### [RECORDS TO USE]

▼

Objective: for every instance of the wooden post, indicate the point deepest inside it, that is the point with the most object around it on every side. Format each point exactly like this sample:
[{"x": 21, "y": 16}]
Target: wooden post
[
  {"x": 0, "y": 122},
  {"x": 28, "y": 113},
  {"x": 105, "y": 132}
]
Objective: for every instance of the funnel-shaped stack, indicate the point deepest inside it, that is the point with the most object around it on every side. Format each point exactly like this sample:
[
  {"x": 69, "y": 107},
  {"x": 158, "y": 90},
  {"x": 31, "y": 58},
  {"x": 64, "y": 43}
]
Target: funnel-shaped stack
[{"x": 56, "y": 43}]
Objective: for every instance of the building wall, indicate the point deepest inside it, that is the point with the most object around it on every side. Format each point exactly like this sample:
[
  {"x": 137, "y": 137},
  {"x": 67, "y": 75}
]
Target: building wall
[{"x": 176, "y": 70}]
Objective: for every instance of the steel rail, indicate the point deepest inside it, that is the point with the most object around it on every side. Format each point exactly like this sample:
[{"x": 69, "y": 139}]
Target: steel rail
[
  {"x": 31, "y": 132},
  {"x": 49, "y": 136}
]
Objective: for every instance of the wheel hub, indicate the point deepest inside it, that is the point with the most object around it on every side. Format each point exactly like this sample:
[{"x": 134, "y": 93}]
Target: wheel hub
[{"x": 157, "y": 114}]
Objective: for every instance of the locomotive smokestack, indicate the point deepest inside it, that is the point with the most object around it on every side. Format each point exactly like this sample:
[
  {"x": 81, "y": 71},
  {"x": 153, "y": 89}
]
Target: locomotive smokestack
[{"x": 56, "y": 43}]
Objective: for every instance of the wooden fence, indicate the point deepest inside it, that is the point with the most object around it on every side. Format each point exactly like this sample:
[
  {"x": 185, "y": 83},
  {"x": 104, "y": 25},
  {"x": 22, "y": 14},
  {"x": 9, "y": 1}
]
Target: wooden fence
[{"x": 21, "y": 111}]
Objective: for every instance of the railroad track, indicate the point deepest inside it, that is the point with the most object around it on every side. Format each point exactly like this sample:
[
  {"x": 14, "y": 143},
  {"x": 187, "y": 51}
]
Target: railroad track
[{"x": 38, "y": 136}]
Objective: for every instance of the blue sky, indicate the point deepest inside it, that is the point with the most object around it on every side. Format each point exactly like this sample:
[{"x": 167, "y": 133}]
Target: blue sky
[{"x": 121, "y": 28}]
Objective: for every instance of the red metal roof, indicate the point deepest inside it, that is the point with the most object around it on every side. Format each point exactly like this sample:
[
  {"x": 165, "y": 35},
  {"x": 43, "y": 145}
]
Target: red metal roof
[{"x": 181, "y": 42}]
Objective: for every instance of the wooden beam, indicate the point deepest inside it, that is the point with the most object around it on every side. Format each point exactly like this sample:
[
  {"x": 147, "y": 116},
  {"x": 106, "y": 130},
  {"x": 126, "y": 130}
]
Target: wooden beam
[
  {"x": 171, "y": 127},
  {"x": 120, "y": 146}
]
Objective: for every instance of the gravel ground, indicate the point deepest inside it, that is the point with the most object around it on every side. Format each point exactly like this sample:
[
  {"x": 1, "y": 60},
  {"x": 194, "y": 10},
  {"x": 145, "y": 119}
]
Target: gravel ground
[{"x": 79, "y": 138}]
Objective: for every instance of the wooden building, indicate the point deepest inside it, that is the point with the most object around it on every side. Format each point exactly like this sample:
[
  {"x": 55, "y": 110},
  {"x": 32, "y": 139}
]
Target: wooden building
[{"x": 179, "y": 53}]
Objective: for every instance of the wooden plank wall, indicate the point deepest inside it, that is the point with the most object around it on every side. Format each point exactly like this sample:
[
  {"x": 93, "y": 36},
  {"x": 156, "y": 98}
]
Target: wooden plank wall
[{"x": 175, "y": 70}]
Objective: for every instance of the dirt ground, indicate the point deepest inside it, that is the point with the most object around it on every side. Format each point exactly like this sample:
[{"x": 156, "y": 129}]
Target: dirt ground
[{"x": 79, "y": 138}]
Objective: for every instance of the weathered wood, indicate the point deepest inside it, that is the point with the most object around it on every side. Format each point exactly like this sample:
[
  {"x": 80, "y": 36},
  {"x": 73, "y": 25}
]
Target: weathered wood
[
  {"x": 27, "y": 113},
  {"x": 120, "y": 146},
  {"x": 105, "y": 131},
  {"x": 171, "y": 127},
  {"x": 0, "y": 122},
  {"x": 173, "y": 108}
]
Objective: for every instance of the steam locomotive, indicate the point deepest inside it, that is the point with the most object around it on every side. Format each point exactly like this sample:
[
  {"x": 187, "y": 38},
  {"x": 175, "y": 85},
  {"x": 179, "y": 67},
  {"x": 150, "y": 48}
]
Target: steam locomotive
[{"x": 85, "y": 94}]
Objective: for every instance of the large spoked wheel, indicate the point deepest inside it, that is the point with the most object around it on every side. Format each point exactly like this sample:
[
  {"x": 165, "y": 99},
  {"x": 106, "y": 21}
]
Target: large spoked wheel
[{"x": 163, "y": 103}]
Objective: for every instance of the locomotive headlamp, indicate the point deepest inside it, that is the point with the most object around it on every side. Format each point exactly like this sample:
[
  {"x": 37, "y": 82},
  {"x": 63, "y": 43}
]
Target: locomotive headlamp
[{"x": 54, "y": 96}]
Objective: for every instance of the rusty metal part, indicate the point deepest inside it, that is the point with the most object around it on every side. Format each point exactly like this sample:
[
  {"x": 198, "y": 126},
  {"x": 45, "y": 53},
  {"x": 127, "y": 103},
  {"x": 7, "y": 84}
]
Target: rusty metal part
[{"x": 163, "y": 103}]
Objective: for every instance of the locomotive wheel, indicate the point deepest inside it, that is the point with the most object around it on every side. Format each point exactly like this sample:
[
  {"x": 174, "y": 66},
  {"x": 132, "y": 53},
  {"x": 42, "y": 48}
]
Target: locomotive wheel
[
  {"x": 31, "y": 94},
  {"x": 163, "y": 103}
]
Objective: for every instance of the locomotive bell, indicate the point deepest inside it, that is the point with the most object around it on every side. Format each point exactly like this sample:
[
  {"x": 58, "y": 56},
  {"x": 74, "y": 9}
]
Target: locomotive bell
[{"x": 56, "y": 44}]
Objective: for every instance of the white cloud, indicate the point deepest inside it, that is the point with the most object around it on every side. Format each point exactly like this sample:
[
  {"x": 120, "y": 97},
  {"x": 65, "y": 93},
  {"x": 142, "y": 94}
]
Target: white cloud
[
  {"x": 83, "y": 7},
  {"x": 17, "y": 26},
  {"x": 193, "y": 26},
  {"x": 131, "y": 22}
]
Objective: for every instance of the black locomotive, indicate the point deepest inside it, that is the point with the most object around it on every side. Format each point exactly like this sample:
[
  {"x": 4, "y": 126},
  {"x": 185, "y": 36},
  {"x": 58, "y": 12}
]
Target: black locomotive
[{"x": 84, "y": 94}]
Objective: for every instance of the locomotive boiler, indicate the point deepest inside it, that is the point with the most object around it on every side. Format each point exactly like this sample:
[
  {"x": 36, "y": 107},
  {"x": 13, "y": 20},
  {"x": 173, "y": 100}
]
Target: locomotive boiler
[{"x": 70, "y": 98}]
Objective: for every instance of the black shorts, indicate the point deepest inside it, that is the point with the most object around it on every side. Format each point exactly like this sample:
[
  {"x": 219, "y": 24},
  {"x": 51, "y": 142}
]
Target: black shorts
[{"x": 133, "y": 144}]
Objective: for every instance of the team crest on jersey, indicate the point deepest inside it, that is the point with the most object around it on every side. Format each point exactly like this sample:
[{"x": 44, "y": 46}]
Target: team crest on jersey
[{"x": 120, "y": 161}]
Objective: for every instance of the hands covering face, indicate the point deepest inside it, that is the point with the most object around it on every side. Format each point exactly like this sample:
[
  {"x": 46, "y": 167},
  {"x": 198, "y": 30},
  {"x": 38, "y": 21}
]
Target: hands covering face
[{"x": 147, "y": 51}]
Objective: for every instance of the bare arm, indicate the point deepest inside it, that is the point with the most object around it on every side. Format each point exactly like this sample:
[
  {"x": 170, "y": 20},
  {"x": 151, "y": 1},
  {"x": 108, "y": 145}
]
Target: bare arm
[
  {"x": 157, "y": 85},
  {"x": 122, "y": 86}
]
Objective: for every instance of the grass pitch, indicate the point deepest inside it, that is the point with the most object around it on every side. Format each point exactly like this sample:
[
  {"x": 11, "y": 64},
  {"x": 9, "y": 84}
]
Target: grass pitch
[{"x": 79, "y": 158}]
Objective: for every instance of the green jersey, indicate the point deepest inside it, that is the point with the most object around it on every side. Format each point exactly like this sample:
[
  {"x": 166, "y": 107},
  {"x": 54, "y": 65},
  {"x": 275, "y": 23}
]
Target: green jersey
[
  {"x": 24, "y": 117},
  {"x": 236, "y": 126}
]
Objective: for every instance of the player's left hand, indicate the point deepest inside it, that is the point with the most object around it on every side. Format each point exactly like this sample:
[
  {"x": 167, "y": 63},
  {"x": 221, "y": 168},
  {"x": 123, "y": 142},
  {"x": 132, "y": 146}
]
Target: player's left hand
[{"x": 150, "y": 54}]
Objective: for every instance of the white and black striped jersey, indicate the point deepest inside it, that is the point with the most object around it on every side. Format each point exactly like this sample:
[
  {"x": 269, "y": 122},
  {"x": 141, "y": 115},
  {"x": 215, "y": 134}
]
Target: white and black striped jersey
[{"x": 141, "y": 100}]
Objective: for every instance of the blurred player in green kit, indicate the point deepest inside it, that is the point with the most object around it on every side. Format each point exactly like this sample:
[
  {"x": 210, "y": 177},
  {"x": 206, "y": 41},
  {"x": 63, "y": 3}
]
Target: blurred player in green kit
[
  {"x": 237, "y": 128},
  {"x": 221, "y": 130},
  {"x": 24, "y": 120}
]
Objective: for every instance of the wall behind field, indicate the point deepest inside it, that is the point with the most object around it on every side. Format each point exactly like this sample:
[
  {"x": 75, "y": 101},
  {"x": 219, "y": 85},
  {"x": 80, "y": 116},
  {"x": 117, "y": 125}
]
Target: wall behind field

▲

### [PROBLEM TO SOLVE]
Extract the material verbatim, from the line containing "Objective: for every instance of the player's" through the last line of the material, both ends included.

### [EXERCISE RESPONSE]
Objective: for every instance of the player's left hand, indicate the point deepest inside it, that is the point with the most object around it on every side. Format each point exactly like this sample:
[
  {"x": 167, "y": 63},
  {"x": 221, "y": 168},
  {"x": 123, "y": 142},
  {"x": 132, "y": 146}
]
Target: player's left hand
[{"x": 150, "y": 54}]
Objective: for every instance of the white and black striped jersey, indicate the point deepest inside it, that is the point with the most object around it on every side. Format each point exactly like this sample:
[
  {"x": 269, "y": 122},
  {"x": 141, "y": 115},
  {"x": 215, "y": 134}
]
Target: white and black striped jersey
[{"x": 141, "y": 100}]
Objective: for every instance of the blurred player in green kit, indicate the point deepest inside it, that is the point with the most object around it on every side. Format each point exactly like this sample:
[
  {"x": 210, "y": 177},
  {"x": 206, "y": 41},
  {"x": 63, "y": 3}
]
Target: blurred player in green kit
[
  {"x": 237, "y": 128},
  {"x": 221, "y": 130},
  {"x": 24, "y": 120}
]
Objective: for every instance of the wall behind field, indicate the point deepest inside it, that is the point with the most object around it on every side. Format each point exactly like this sample:
[
  {"x": 75, "y": 101},
  {"x": 219, "y": 85},
  {"x": 80, "y": 116},
  {"x": 117, "y": 125}
]
Target: wall behind field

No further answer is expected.